++++ Source records

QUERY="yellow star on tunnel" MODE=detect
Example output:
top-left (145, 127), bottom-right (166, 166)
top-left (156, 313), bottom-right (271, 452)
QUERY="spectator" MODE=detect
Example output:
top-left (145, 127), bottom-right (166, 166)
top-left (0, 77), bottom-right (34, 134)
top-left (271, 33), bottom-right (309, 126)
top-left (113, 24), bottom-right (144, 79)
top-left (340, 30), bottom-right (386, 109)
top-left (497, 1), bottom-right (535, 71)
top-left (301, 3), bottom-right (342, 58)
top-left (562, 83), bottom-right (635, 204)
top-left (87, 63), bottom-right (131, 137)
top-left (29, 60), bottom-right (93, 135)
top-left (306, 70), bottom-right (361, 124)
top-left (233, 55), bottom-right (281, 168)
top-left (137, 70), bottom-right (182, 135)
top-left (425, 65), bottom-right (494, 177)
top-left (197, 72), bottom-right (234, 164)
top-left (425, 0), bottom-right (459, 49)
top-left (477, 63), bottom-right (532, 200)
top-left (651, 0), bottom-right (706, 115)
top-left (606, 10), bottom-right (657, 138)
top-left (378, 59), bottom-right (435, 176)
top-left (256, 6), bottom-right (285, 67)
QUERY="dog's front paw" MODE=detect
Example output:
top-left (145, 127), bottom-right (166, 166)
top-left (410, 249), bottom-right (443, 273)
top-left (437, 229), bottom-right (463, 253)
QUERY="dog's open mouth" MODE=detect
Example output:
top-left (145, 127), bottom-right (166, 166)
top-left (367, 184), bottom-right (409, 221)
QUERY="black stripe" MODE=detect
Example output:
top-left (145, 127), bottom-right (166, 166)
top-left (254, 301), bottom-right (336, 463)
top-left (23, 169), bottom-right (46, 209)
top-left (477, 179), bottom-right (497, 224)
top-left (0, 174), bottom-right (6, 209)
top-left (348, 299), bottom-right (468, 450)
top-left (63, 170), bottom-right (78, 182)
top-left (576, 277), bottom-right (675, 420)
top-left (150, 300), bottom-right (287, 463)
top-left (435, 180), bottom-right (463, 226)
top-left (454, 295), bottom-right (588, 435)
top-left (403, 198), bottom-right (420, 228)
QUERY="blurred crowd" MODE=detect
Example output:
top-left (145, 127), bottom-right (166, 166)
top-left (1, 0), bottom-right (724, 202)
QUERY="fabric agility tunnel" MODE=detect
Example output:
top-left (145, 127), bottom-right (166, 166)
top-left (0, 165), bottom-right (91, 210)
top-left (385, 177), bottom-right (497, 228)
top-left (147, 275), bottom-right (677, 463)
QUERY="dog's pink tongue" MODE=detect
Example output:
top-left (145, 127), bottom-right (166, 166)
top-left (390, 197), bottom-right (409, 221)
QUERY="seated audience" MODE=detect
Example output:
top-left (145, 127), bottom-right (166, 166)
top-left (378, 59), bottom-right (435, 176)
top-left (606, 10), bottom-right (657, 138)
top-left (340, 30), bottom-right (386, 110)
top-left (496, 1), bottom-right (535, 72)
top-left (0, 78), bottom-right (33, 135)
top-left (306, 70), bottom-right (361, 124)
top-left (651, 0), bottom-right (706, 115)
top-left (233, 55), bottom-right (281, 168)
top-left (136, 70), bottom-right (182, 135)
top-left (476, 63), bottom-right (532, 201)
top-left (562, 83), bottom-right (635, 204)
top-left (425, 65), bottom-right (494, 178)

++++++++

Exercise brief ::
All records shown above need to be written out again verbatim.

Exercise answer ::
QUERY="yellow star on tunnel" MODE=detect
Example output:
top-left (145, 127), bottom-right (166, 166)
top-left (156, 313), bottom-right (271, 452)
QUERY="spectator" MODE=detect
Example output:
top-left (145, 127), bottom-right (166, 166)
top-left (0, 77), bottom-right (34, 134)
top-left (271, 33), bottom-right (309, 126)
top-left (113, 24), bottom-right (144, 79)
top-left (340, 30), bottom-right (386, 109)
top-left (497, 1), bottom-right (535, 71)
top-left (301, 3), bottom-right (342, 58)
top-left (562, 83), bottom-right (635, 204)
top-left (87, 63), bottom-right (131, 137)
top-left (29, 60), bottom-right (93, 135)
top-left (306, 70), bottom-right (361, 124)
top-left (233, 55), bottom-right (281, 168)
top-left (137, 70), bottom-right (182, 135)
top-left (425, 65), bottom-right (494, 177)
top-left (197, 72), bottom-right (234, 164)
top-left (425, 0), bottom-right (459, 49)
top-left (477, 63), bottom-right (532, 200)
top-left (651, 0), bottom-right (706, 115)
top-left (606, 10), bottom-right (657, 138)
top-left (378, 59), bottom-right (435, 176)
top-left (256, 6), bottom-right (285, 67)
QUERY="dog's front paw" MODE=detect
Example output:
top-left (145, 127), bottom-right (166, 166)
top-left (410, 249), bottom-right (443, 273)
top-left (437, 229), bottom-right (463, 253)
QUERY="dog's open mouth" MODE=detect
Example output:
top-left (145, 127), bottom-right (166, 166)
top-left (367, 184), bottom-right (409, 221)
QUERY="black stripe" MODE=detect
Example output:
top-left (145, 127), bottom-right (166, 166)
top-left (254, 301), bottom-right (336, 463)
top-left (23, 169), bottom-right (46, 209)
top-left (477, 179), bottom-right (497, 224)
top-left (0, 174), bottom-right (6, 209)
top-left (348, 299), bottom-right (468, 450)
top-left (63, 170), bottom-right (78, 182)
top-left (576, 277), bottom-right (675, 420)
top-left (150, 300), bottom-right (287, 463)
top-left (435, 180), bottom-right (463, 226)
top-left (454, 295), bottom-right (588, 435)
top-left (403, 198), bottom-right (420, 228)
QUERY="blurred crowd" MODE=detect
Example output:
top-left (145, 127), bottom-right (166, 166)
top-left (1, 0), bottom-right (724, 202)
QUERY="fabric agility tunnel" MODE=detect
Example output:
top-left (145, 127), bottom-right (166, 166)
top-left (0, 165), bottom-right (91, 210)
top-left (385, 177), bottom-right (497, 228)
top-left (147, 275), bottom-right (677, 463)
QUERY="dog's pink tongue" MODE=detect
Example output:
top-left (145, 127), bottom-right (166, 166)
top-left (390, 197), bottom-right (409, 221)
QUERY="seated audience" MODE=detect
Example output:
top-left (145, 127), bottom-right (166, 166)
top-left (378, 59), bottom-right (435, 176)
top-left (606, 10), bottom-right (657, 138)
top-left (340, 30), bottom-right (386, 110)
top-left (496, 1), bottom-right (535, 72)
top-left (0, 78), bottom-right (33, 135)
top-left (306, 70), bottom-right (361, 124)
top-left (651, 0), bottom-right (706, 115)
top-left (233, 55), bottom-right (281, 168)
top-left (136, 70), bottom-right (182, 135)
top-left (476, 63), bottom-right (532, 201)
top-left (562, 83), bottom-right (635, 204)
top-left (425, 65), bottom-right (494, 178)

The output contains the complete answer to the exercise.